EXCERPTED PASSAGE >>
=-=-=-=-=
Noted researchers Richard Lazarus and Hans Selye stated, “Stress is the inability to cope with a perceived (real or imagined) threat to one’s mental, physical, emotional or spiritual well-being, resulting in a series of physical responses and changes.” Stress is your body’s response to any demand you need to adjust to, whether that demand brings pleasure or pain. Money and finances can produce a great deal of stress.
     Perception is Everything:
Kristen and her husband Dale were enjoying her Company Christmas Party. There was a lovely dinner and dancing, ending with a prize raffle. To her great surprise, Kristen’s name was drawn for the grand prize! It was an all expense paid, one-week trip for two to a fabulous Hawaiian Resort. Kristen was overjoyed and immediately began to plan what to bring. However, Dale was horrified. He hated to fly and couldn’t swim, how could he enjoy any of it? Each of them perceived the same situation entirely differently.
     “I’m an old man and I have known a great many troubles, but most of them never happened.”
~ Mark Twain
Good or Bad Stress?
=-=-=-=-=
Dataset rows
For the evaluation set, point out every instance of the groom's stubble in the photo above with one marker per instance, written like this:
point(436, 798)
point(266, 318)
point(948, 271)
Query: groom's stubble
=-=-=-=-=
EXERCISES >>
[1] Reproduce the part of the passage on stress that starts with "Noted researchers Richard" and goes on through "deal of stress.", word for word.
[2] Write out every line of the dataset entries exactly as they appear.

RESULTS FOR THE EXERCISE >>
[1]
Noted researchers Richard Lazarus and Hans Selye stated, “Stress is the inability to cope with a perceived (real or imagined) threat to one’s mental, physical, emotional or spiritual well-being, resulting in a series of physical responses and changes.” Stress is your body’s response to any demand you need to adjust to, whether that demand brings pleasure or pain. Money and finances can produce a great deal of stress.

[2]
For the evaluation set, point out every instance of the groom's stubble in the photo above with one marker per instance, written like this:
point(436, 798)
point(266, 318)
point(948, 271)
Query: groom's stubble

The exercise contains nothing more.